**Kutipan Terpilih**

═══

Bagikan:

JAKARTA - PT Bank Mandiri (Persero) Tbk (BMRI) ternyata menjadi salah satu perusahaan yang mendapat bantuan finansial dari pemerintah berupa keringangan pajak.

Berdasarkan laporan tahunan Bank Mandiri, keringanan pajak yang dimaksud sesuai dengan Pasal 5 ayat 2 UU No.2 Tahun 2020. Beleid ini mengatur tentang penyesuaian tarif pajak penghasilan wajib pajak badan dalam negeri dan bentuk usaha.

Ada tiga syarat utama bagi wajib pajak yang bisa menerima keringanan pajak. Di antaranya berbentuk perseroan terbuka, jumlah keseluruhan saham yang disetor diperdagangkan pada Bursa Efek di Indonesia paling sedikit 40 persen dan memenuhi persyaratan tertentu.

═══

**Bahan Sumber**
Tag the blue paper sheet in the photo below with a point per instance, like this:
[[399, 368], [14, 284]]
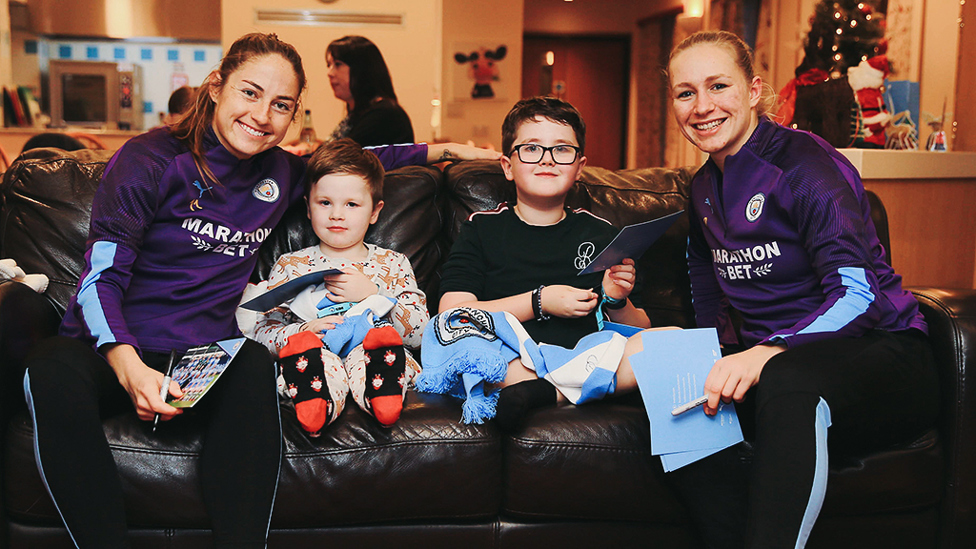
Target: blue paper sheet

═══

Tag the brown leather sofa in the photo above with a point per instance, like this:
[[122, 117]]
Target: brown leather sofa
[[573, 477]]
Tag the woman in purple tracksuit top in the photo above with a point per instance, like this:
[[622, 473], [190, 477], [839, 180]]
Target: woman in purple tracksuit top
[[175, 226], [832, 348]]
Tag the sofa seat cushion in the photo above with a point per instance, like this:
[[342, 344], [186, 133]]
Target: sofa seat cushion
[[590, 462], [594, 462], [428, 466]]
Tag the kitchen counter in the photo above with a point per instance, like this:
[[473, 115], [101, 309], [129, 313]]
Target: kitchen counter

═══

**Tugas Latihan**
**A.** Menurut kutipan, ketentuan apa yang menjadi dasar keringanan pajak bagi Bank Mandiri?
**B.** Apa saja syarat utama bagi wajib pajak untuk bisa menerima keringanan pajak menurut kutipan? Sebutkan semuanya.
**C.** Salin persis bagian kutipan di antara "JAKARTA - PT" dan "memenuhi persyaratan tertentu.", termasuk kedua bagian itu.
Catatan di atas tidak diperlukan.

**Jawaban per Tugas**
**A.** Pasal 5 ayat 2 UU No.2 Tahun 2020.

**B.**
- Berbentuk perseroan terbuka
- Jumlah keseluruhan saham yang disetor diperdagangkan pada Bursa Efek di Indonesia paling sedikit 40 persen
- Memenuhi persyaratan tertentu

**C.**
JAKARTA - PT Bank Mandiri (Persero) Tbk (BMRI) ternyata menjadi salah satu perusahaan yang mendapat bantuan finansial dari pemerintah berupa keringangan pajak.

Berdasarkan laporan tahunan Bank Mandiri, keringanan pajak yang dimaksud sesuai dengan Pasal 5 ayat 2 UU No.2 Tahun 2020. Beleid ini mengatur tentang penyesuaian tarif pajak penghasilan wajib pajak badan dalam negeri dan bentuk usaha.

Ada tiga syarat utama bagi wajib pajak yang bisa menerima keringanan pajak. Di antaranya berbentuk perseroan terbuka, jumlah keseluruhan saham yang disetor diperdagangkan pada Bursa Efek di Indonesia paling sedikit 40 persen dan memenuhi persyaratan tertentu.